Task
Express the lines of the data below as a JSON list of strings, one string per line, with blank lines omitted. Begin at the line that contains "Detect each beaded" and stop after the line that contains "50 105 203 351".

Records excerpted from a collection:
• • •

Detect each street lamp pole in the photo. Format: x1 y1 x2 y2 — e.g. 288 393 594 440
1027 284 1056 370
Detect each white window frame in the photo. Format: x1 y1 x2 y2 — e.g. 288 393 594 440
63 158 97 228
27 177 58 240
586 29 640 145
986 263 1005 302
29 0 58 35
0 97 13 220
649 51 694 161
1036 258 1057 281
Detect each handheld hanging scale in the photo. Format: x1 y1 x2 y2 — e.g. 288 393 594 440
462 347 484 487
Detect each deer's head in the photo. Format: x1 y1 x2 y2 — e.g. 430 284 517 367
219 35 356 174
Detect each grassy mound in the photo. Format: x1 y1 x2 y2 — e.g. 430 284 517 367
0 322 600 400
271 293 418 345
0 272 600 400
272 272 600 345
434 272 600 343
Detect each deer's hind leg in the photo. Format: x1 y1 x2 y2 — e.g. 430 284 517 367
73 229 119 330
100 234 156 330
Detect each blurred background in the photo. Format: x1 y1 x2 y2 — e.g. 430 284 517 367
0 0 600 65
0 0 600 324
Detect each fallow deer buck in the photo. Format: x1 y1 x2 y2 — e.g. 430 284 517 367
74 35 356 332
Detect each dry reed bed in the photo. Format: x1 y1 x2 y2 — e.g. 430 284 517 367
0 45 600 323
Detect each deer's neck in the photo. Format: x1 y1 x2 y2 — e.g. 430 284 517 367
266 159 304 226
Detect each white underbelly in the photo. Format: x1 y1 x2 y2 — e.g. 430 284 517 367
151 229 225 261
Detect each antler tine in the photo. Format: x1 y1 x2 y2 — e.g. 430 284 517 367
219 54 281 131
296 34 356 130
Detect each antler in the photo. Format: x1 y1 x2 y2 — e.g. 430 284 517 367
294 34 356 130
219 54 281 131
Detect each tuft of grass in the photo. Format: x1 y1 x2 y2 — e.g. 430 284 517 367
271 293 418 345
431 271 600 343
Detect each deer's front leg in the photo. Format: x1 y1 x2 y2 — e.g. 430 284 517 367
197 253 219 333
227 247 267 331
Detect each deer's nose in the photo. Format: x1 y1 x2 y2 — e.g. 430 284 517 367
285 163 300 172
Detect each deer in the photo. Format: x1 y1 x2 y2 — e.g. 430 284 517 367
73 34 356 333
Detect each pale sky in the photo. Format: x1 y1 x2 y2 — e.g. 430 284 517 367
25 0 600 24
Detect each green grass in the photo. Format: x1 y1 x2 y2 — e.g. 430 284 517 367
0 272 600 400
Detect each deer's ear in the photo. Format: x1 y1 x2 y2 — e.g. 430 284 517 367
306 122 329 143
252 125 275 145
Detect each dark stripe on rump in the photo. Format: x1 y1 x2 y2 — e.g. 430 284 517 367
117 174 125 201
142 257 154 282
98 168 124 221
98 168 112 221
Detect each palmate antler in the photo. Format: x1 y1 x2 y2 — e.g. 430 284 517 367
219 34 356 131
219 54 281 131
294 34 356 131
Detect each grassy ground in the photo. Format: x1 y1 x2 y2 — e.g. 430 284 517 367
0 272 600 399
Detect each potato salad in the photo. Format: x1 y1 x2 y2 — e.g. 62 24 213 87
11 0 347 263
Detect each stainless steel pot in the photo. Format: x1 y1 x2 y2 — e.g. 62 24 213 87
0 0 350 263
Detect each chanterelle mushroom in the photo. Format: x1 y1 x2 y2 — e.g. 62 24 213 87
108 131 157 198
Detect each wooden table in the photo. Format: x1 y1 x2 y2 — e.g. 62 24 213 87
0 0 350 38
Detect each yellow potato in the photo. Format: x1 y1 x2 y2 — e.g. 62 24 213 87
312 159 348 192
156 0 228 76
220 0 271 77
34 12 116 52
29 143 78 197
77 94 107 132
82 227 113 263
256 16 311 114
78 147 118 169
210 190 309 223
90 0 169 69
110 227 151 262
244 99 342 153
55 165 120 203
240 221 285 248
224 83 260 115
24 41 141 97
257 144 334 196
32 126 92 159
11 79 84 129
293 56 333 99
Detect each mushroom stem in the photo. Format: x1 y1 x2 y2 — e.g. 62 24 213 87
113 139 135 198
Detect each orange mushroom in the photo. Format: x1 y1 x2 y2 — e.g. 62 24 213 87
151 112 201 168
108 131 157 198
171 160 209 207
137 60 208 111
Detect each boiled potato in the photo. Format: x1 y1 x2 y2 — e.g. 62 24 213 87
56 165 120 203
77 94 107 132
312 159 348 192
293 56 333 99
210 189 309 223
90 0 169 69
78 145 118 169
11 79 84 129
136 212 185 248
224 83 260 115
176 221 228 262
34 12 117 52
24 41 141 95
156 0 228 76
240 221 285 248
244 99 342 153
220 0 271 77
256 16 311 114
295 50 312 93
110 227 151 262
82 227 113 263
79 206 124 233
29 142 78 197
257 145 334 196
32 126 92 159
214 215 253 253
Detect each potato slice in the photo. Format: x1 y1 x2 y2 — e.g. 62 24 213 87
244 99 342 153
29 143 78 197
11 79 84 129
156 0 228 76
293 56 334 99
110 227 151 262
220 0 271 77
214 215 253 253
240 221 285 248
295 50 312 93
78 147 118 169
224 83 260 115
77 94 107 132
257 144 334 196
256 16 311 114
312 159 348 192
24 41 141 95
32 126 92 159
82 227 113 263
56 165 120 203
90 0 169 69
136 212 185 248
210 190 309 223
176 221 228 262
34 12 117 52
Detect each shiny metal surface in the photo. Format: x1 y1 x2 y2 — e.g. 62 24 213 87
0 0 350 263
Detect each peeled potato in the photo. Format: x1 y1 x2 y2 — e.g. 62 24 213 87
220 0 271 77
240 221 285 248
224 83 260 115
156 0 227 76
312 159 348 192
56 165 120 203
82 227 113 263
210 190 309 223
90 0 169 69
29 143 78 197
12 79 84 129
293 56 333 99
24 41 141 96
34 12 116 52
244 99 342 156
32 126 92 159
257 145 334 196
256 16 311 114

• • •

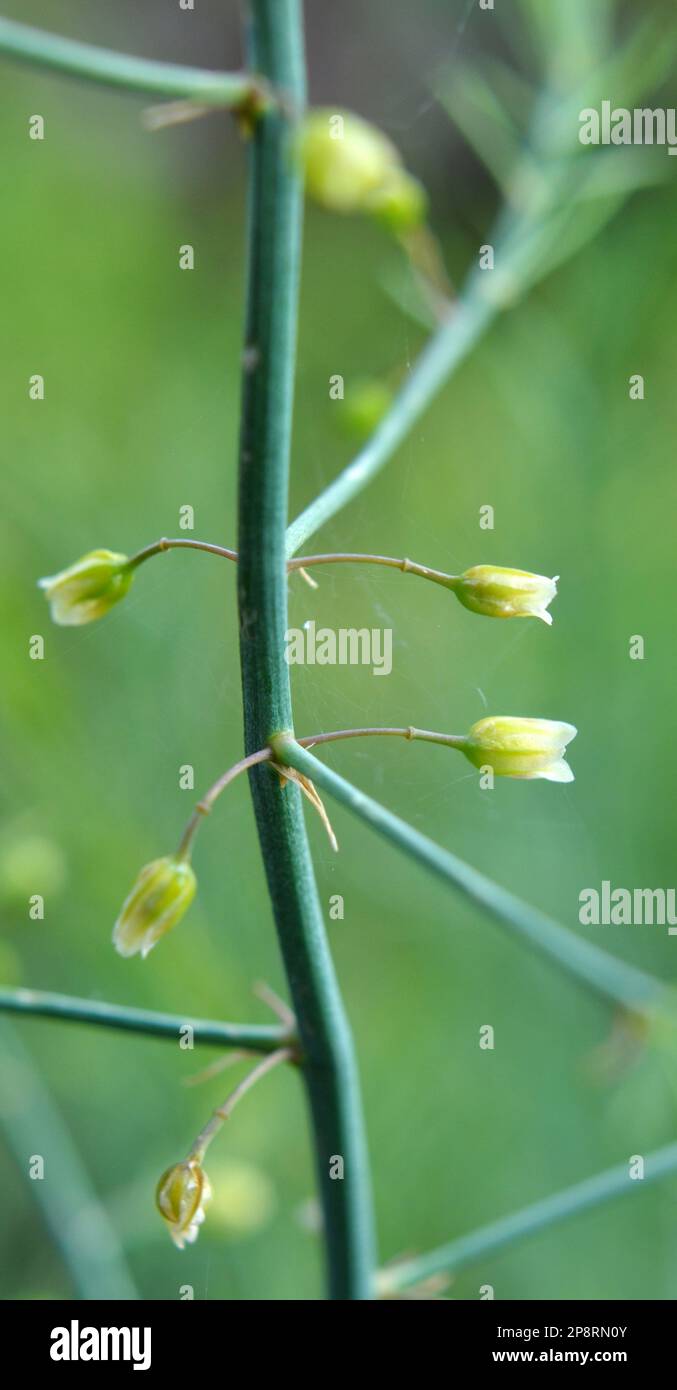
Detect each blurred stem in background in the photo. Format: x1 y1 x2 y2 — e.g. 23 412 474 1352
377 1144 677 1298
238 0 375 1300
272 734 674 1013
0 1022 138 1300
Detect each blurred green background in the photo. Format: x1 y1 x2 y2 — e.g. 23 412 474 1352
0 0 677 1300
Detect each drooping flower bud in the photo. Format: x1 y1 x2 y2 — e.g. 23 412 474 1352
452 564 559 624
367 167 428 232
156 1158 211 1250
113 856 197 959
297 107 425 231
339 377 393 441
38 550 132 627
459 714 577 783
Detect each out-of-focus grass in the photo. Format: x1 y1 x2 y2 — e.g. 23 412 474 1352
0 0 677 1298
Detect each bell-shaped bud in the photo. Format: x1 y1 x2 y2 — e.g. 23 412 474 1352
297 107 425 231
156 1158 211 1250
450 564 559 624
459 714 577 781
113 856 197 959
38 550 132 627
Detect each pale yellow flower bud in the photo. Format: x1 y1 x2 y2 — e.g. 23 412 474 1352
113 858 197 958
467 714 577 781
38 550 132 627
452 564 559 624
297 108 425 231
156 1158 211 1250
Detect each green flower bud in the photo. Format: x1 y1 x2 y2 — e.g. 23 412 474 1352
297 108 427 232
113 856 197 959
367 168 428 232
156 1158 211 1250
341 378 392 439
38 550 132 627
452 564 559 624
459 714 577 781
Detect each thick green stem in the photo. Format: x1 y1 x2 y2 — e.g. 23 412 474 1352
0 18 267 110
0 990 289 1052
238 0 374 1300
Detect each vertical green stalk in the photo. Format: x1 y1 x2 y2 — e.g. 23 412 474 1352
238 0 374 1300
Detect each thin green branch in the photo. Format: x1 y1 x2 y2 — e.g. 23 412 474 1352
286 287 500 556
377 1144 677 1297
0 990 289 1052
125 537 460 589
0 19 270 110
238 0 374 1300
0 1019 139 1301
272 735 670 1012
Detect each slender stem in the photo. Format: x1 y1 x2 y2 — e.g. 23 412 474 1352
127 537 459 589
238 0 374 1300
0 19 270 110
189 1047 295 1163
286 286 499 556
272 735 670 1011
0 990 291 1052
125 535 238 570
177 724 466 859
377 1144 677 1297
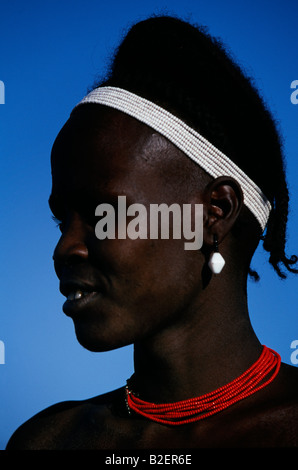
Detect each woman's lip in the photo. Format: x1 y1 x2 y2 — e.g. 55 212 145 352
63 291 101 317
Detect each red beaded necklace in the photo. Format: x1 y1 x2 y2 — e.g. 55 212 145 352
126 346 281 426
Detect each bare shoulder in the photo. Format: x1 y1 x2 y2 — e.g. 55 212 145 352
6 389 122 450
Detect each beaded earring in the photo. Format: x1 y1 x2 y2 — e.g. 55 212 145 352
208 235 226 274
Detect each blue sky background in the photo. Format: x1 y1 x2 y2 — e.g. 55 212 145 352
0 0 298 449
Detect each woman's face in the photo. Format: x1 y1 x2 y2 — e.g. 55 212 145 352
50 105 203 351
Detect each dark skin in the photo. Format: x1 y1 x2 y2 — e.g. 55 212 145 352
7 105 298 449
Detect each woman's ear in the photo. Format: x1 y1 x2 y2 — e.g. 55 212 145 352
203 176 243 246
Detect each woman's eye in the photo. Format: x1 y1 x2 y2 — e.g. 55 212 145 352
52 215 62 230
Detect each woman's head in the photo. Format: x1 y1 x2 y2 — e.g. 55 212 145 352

• • •

Answer to the task
[
  "Detect each beaded earring in the photo. Format: x1 y1 x2 y2 — e.g. 55 212 145 352",
  "208 235 226 274",
  "Detect each blue sky background in the photo. Format: x1 y1 x2 y2 — e.g. 55 212 145 352",
  "0 0 298 449",
  "Detect each woman's face in the photo. Format: x1 y1 x2 y2 — e.g. 55 212 145 352",
  "50 105 203 351"
]